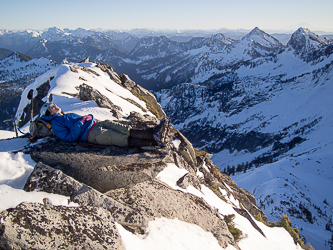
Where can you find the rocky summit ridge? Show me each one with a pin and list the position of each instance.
(113, 190)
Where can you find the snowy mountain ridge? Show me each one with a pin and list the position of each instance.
(181, 200)
(268, 119)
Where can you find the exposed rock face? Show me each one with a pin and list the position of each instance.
(156, 199)
(47, 179)
(113, 184)
(37, 226)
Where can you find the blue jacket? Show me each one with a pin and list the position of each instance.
(68, 127)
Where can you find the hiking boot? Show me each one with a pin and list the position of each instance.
(160, 131)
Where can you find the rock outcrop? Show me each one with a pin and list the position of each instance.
(118, 185)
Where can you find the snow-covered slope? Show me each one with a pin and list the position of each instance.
(269, 120)
(163, 233)
(16, 72)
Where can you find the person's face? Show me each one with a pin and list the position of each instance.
(54, 109)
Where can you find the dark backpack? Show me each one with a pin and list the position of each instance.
(40, 128)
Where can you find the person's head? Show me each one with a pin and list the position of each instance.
(50, 109)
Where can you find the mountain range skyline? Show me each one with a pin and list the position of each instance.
(179, 15)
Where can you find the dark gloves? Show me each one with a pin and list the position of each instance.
(85, 118)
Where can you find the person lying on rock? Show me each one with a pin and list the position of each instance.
(72, 127)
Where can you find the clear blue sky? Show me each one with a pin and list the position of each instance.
(167, 14)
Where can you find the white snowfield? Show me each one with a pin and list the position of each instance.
(162, 233)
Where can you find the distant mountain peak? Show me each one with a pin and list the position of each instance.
(261, 37)
(304, 42)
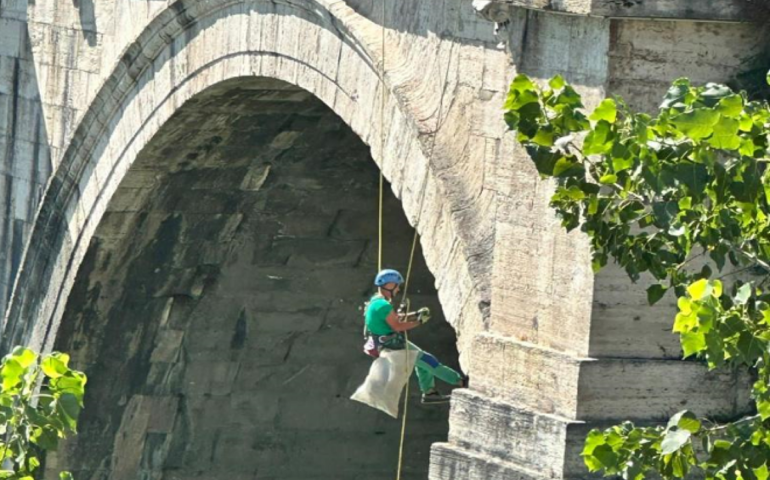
_ _ _ _ _
Write out word for word every line from the line with "Where can you find the dark backpack?" through the final line of the records, both included, skipping the pictures.

Where can you find the dark backpack? Show me each one with a pin and list the position of each instance.
(40, 128)
Where can you find the person's head? Show me each one with a pin and list the position of each instance.
(50, 109)
Where can you find the mountain range skyline? Show me each one with a pin and list the position of each instance.
(179, 15)
Where can you find the dark gloves? Show me each one with a pin and list the position of each instance.
(85, 118)
Where can you find the person lying on rock? Show me each one with a pin and list the position of each instance.
(72, 127)
Where can you find the clear blue sky? Show me each one with a pin and list the position of each instance.
(167, 14)
Where can you find the white snowfield? Show me each one with a pin and list the position of each instance.
(162, 233)
Where can you find the distant mountain peak? Show me each one with a pin and list the position of each instance.
(261, 37)
(304, 42)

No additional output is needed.